Segment Open

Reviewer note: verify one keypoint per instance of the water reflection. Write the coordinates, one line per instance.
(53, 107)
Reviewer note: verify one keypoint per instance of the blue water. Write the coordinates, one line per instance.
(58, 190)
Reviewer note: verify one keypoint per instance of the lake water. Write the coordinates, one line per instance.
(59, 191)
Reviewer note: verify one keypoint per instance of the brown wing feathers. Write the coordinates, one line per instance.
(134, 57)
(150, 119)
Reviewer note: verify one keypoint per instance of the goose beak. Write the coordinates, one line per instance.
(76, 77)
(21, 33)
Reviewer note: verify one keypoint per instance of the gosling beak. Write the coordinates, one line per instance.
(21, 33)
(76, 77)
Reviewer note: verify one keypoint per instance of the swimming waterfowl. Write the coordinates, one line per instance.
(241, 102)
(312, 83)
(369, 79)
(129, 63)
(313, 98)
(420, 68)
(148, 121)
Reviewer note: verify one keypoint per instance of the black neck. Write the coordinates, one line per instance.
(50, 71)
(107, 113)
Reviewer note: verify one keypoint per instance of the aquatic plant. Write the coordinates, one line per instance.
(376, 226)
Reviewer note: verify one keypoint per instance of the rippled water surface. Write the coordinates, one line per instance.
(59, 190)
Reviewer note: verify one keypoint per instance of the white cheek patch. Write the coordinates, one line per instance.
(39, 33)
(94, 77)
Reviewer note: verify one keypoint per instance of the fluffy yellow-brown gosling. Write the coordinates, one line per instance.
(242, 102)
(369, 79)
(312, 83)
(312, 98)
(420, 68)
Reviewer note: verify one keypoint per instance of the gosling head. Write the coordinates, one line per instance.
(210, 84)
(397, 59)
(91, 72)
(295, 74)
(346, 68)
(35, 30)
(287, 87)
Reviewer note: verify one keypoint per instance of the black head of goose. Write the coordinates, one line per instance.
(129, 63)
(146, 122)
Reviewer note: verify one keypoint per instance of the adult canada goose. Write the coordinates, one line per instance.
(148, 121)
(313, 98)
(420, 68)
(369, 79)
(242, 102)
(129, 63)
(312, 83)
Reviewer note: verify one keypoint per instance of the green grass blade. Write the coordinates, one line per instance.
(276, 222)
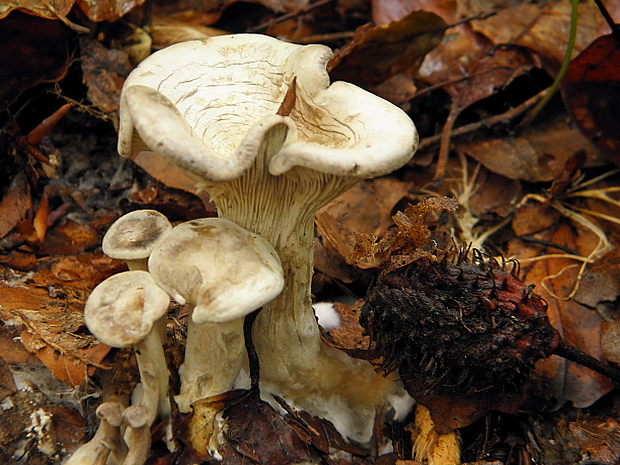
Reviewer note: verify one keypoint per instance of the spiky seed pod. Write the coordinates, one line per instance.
(461, 324)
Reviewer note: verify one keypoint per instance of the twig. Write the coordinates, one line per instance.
(570, 45)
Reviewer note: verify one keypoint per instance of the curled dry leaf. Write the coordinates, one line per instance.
(400, 246)
(107, 10)
(377, 53)
(35, 47)
(15, 203)
(542, 28)
(536, 155)
(104, 73)
(49, 9)
(49, 305)
(555, 278)
(591, 92)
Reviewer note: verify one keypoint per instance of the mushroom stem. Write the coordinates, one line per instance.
(137, 435)
(106, 440)
(154, 374)
(213, 359)
(295, 363)
(254, 363)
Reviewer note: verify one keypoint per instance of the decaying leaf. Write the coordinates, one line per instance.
(536, 155)
(542, 28)
(104, 73)
(401, 245)
(36, 50)
(366, 208)
(15, 203)
(49, 305)
(565, 381)
(107, 10)
(377, 53)
(591, 91)
(49, 9)
(601, 281)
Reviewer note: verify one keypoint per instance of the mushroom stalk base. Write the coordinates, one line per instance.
(295, 363)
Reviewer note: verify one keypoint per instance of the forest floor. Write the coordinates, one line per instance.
(542, 189)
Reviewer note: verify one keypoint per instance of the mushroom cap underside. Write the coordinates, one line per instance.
(207, 109)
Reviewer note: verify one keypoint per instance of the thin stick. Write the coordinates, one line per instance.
(569, 352)
(570, 45)
(485, 123)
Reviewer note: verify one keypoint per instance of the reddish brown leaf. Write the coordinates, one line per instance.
(104, 73)
(33, 50)
(34, 137)
(591, 91)
(375, 54)
(107, 10)
(258, 433)
(15, 203)
(537, 155)
(555, 278)
(7, 384)
(49, 9)
(542, 28)
(601, 281)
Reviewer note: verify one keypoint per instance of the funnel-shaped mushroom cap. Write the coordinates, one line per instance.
(121, 310)
(224, 271)
(133, 236)
(208, 105)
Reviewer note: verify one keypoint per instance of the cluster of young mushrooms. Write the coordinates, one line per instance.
(255, 123)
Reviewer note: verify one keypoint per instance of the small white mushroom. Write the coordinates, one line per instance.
(223, 273)
(214, 108)
(107, 440)
(132, 237)
(137, 435)
(122, 312)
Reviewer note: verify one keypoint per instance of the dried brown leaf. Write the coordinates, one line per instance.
(107, 10)
(33, 50)
(49, 9)
(104, 74)
(537, 155)
(377, 53)
(542, 28)
(403, 245)
(560, 379)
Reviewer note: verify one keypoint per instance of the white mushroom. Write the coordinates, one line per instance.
(256, 123)
(224, 273)
(123, 311)
(132, 237)
(106, 440)
(138, 434)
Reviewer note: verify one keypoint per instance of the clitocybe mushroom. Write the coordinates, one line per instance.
(132, 237)
(255, 122)
(137, 418)
(107, 440)
(123, 311)
(223, 273)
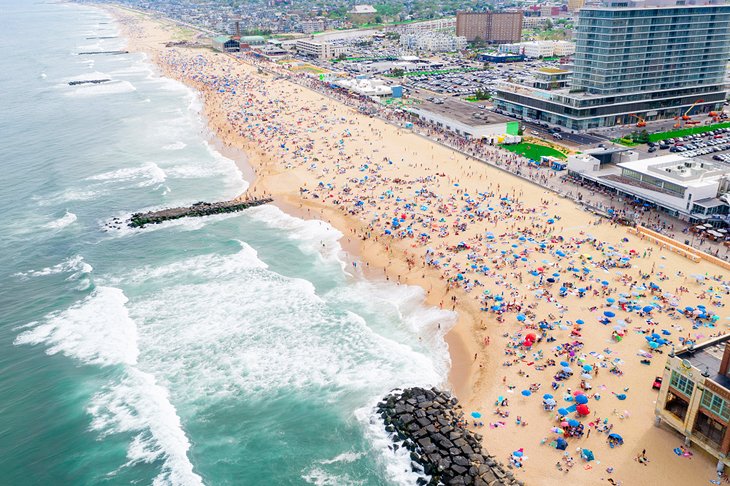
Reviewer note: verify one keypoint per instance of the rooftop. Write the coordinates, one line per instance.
(461, 112)
(363, 9)
(548, 70)
(707, 358)
(678, 169)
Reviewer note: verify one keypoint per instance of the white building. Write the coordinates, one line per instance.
(366, 87)
(433, 42)
(447, 24)
(538, 49)
(690, 189)
(313, 25)
(319, 49)
(460, 123)
(533, 22)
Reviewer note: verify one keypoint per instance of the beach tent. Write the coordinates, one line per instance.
(561, 444)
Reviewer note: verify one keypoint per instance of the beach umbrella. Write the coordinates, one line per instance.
(616, 437)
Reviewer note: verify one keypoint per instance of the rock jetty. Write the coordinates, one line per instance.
(427, 423)
(139, 220)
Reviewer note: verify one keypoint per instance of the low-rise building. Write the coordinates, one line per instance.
(692, 190)
(224, 43)
(313, 25)
(361, 14)
(433, 42)
(539, 49)
(319, 49)
(436, 25)
(694, 398)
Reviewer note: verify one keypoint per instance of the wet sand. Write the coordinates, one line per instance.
(365, 172)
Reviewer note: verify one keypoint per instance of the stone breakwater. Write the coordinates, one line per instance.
(139, 220)
(428, 423)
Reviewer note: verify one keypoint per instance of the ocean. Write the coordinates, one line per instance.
(235, 349)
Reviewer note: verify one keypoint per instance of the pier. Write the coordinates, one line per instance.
(139, 220)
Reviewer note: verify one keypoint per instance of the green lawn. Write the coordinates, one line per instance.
(533, 151)
(625, 142)
(655, 137)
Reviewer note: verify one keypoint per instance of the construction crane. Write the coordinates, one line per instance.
(641, 122)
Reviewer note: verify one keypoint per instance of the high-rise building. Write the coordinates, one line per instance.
(574, 5)
(630, 62)
(493, 27)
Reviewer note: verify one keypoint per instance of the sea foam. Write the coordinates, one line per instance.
(62, 222)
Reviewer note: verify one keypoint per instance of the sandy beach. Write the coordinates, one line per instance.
(535, 279)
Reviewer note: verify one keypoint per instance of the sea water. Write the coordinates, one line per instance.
(234, 349)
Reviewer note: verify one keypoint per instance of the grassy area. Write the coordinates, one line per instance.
(533, 150)
(626, 142)
(656, 137)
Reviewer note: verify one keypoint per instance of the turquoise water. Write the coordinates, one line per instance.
(237, 349)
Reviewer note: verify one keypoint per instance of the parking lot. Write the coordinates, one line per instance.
(714, 145)
(467, 83)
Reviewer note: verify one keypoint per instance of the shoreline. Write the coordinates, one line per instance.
(476, 382)
(462, 375)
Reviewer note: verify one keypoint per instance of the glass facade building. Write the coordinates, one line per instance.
(655, 62)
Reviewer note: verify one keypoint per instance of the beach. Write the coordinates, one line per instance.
(510, 257)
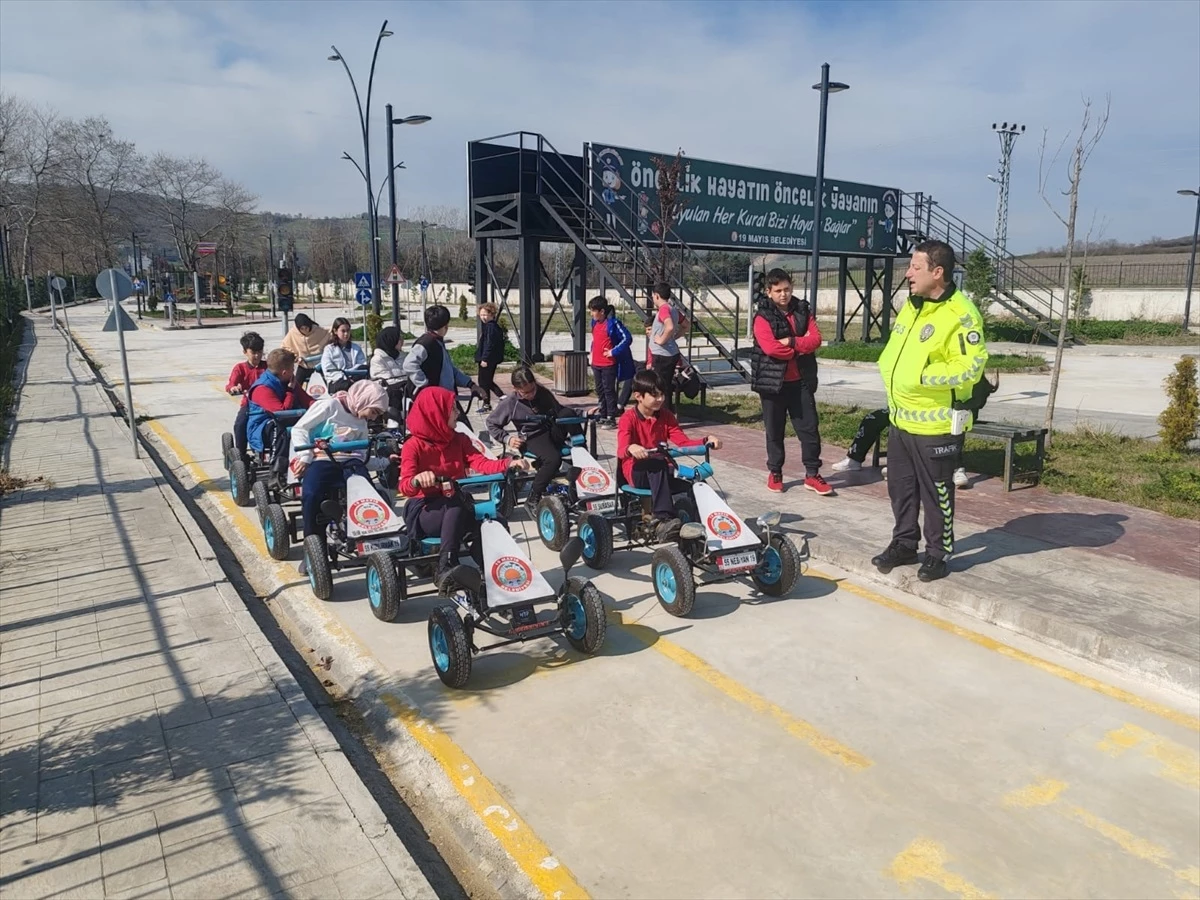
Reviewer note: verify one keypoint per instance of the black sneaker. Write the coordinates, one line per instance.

Segment Closed

§ WHAT YOU ARE ASKED TO DO
A word-for-word copy of all the data, without pictures, is the expected output.

§ TASK SOLUTION
Reviewer note: verify one keypoint per instance of the water reflection. Write the coordinates, one line per instance.
(53, 107)
Reviewer note: verify one keypoint per instance of the blue water. Write the coordinates, one line per instance.
(58, 190)
Reviewer note: verify one keypoint per instance of the lake water. Write the coordinates, one line per instance.
(59, 191)
Reviewer note: verify one keypoint per instance of the brown wing feathers. Write the coordinates, one line per instance.
(134, 57)
(150, 119)
Reviewer note: verify one keypoint per instance of the goose beak. Write the coordinates, one line per instance.
(76, 77)
(21, 33)
Reviewer note: verify one keypoint per instance of the gosling beak. Write the coordinates, one line per instance.
(21, 33)
(76, 77)
Reviewer note: verify one keypoint per instance of the swimming waterfowl. Write the coordinates, one line per instance.
(241, 102)
(312, 83)
(369, 79)
(129, 63)
(313, 98)
(420, 68)
(148, 121)
Reviewer note: verify one keypoint per instance of the black neck. Write the coordinates, one line per instance.
(50, 71)
(107, 113)
Reviewer note: verify one keypoint per instance of the aquatic plant. Write the coordinates, one line per instance.
(376, 226)
Reviewer note: verify one keypoint per instance of the rippled water surface. Write the coordinates, one line per instance.
(59, 190)
Reviewer note: verify one keypoint per instance of the white cheek patch. Write the coordinates, one line per instance.
(39, 33)
(94, 77)
Reviewer note: verify one keypoint per instance of the fluffy yellow-brown gosling. Write the coordinates, one line per instance.
(242, 102)
(369, 79)
(312, 83)
(312, 98)
(420, 68)
Reviewer note: verify one keypoint per instance of the gosling head. Write the coordinates, one line per instance.
(210, 84)
(397, 59)
(91, 72)
(295, 74)
(346, 68)
(35, 30)
(287, 87)
Reviewer note: verify one keypoint per instance of the black head of goose. Write the coordinates, one line per instance.
(129, 63)
(146, 122)
Reviewer note: verify one keypoint per instance of the adult canada goose. Write the coordinates, one line per instance.
(148, 121)
(313, 98)
(420, 68)
(369, 79)
(242, 102)
(129, 63)
(312, 83)
Reviewer note: verify one keypoint per instance of the green grass blade. Write the coordinates, one line per instance.
(276, 222)
Reviewer note: verify one keypoint per instance of the spiky seed pod. Write the coordinates, one line per instance.
(461, 324)
Reviewer note: verify one keypoint per instance of the twig. Write the coordinates, one line per instance.
(570, 45)
Reviewer note: verify one keypoint per instance of the curled dry leaf. Write the coordinates, one line per instance.
(400, 246)
(107, 10)
(377, 53)
(35, 47)
(15, 203)
(542, 28)
(536, 155)
(104, 73)
(49, 9)
(49, 305)
(555, 278)
(591, 92)
Reviewer note: verify one keypoint per instance of the mushroom stem. Write the coordinates, one line per instance.
(137, 435)
(106, 440)
(154, 374)
(213, 359)
(295, 363)
(254, 363)
Reviewer note: verify one keypoint per instance of the decaying leaf. Write the coordinates, one line per instance.
(536, 155)
(542, 28)
(104, 73)
(401, 245)
(36, 50)
(366, 208)
(15, 203)
(49, 305)
(565, 381)
(107, 10)
(377, 53)
(591, 91)
(49, 9)
(601, 281)
Reviewer note: verify one keypoint per instance of the mushroom stalk base. Write the coordinates, one line per instance.
(295, 363)
Reviewer note: verify one keypoint per instance of the forest floor. Write the coordinates, one line per instance.
(542, 189)
Reviewer note: verify one keypoint per instance of the mushroom cap underside. Write the coordinates, one line per instance.
(207, 109)
Reviewer note: verify one keypoint per instance of the thin stick. Write the coordinates, one line per instance.
(569, 352)
(570, 45)
(485, 123)
Reviewer note: verify one keypoint per instance of the reddish brown leaf. Write the coordinates, one line per instance.
(104, 73)
(33, 50)
(34, 137)
(591, 91)
(375, 54)
(107, 10)
(258, 433)
(15, 203)
(537, 155)
(555, 278)
(7, 384)
(49, 9)
(542, 28)
(601, 281)
Reviewer note: verify one keypoint per instance of the funnel-shaped mushroom cap. Write the coordinates, one line per instance.
(121, 310)
(224, 271)
(133, 236)
(208, 105)
Reviewer note: verify one keypoint per instance of the cluster of young mushrooms. Write the coordinates, one line per instance.
(255, 123)
Reviewer note: verify one keypoint per instance of the small white mushroom. Write the coordinates, one line per instance.
(223, 273)
(214, 108)
(107, 440)
(132, 237)
(137, 435)
(122, 312)
Reviewer note: verify one keypoint per instance of the dried brown leaf. Write the coordinates, one line per instance.
(107, 10)
(33, 50)
(49, 9)
(104, 74)
(537, 155)
(377, 53)
(542, 28)
(403, 245)
(560, 379)
Reviewer note: verify one keypoint per instance of the white mushroom. Write the coordinates, one line per instance.
(256, 123)
(224, 273)
(123, 311)
(132, 237)
(106, 440)
(138, 434)
Reviewer note: verify one keypoint per instance of the clitocybe mushroom. Write the coordinates, one line per instance.
(132, 237)
(255, 122)
(137, 418)
(107, 440)
(123, 311)
(223, 273)
Reviewer note: verify one keypoint per instance of the rooftop. Write the coordinates, one line per instance.
(461, 112)
(363, 9)
(548, 70)
(707, 358)
(678, 169)
Reviewer note: verify one keypoint per instance of the white building. Write the coordinates, one line per instance.
(366, 87)
(433, 42)
(447, 24)
(538, 49)
(690, 189)
(313, 25)
(319, 49)
(460, 123)
(533, 22)
Reviewer note: verify one keypoint per instance of the beach tent. Write the coordinates, one line per instance.
(561, 444)
Reviewer note: verify one keypoint per instance of the beach umbrella. Write the coordinates, one line per instance.
(616, 437)
Reviewer note: verify one keypoint per instance of the rock jetty. Write the coordinates, one line per instance.
(427, 423)
(139, 220)
Reviewer note: verify one keypoint per instance of the low-rise building. Write the coordinates, one line per instance.
(692, 190)
(224, 43)
(313, 25)
(361, 14)
(433, 42)
(539, 49)
(319, 49)
(436, 25)
(694, 398)
Reviewer note: verify one keypoint per instance of the wet sand. Write the coordinates, one line per instance.
(365, 172)
Reviewer note: verify one keypoint per instance of the stone breakwater. Write the coordinates, one line per instance.
(139, 220)
(428, 423)
Reviewer note: verify one keypoint per instance of the ocean. Write the coordinates, one line per instance.
(235, 349)
Reviewer note: verify one keypoint per instance of the pier. Write the coordinates, one line per instance.
(139, 220)
Reviewer note: verify one keypoint per instance of the green lawn. Write the coordinates, one line per instance.
(533, 151)
(625, 142)
(655, 137)
Reviewer note: verify one keypoint per instance of the construction crane. Write the coordinates, one line per instance.
(641, 122)
Reviewer note: verify one keypoint per instance of the high-rise building. Write the coordinates, one line per instance.
(574, 5)
(630, 62)
(493, 27)
Reviewer note: verify one keypoint per instance of the sea foam. Write the coordinates, one line per instance.
(62, 222)
Reviewer note: verify one keypoint per instance of the sandy beach. Write the coordinates, one line per instance.
(535, 279)
Reviewer note: verify one keypoint per instance of the sea water. Write the coordinates, one line per instance.
(234, 349)
Reviewer note: verify one keypoint per instance of the grassy area. Write the coordinates, one line per instance.
(533, 150)
(626, 142)
(656, 137)
Reviewer note: verify one keypoint per instance of the turquoise water. Write the coordinates, one line per instance.
(237, 349)
Reviewer note: verify one keypoint per instance of the parking lot. Write the coordinates, one line per instance.
(714, 145)
(467, 83)
Reviewer note: verify one keypoint per instance of the shoreline. Write the coordinates, one line per instance.
(476, 382)
(462, 375)
Reviewer note: verify one keypoint per instance of the glass facade building. Write the coordinates, one line per instance.
(655, 62)
Reviewer note: verify one keypoint per instance of the beach. Write the coordinates, one line per instance.
(510, 257)
Reviewer note: verify one keypoint per instance of the black sneaker. Write the coordinates, one line per instance.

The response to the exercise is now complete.